* WORK REQUEST: When "white" occurs in a line of the material, copy that line.

== Segment start ==

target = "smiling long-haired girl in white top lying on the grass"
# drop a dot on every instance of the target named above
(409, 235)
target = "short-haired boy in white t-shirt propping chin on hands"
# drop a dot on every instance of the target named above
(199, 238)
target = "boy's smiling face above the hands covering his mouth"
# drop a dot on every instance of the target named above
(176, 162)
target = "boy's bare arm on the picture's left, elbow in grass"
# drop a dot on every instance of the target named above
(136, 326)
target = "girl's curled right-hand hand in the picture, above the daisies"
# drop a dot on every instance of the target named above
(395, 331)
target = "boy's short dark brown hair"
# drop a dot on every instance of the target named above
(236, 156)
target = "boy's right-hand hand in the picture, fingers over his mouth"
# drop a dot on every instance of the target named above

== Segment end ==

* RESPONSE TO THE TASK:
target = "smiling long-haired girl in white top lying on the grass"
target = "short-haired boy in white t-shirt propping chin on hands"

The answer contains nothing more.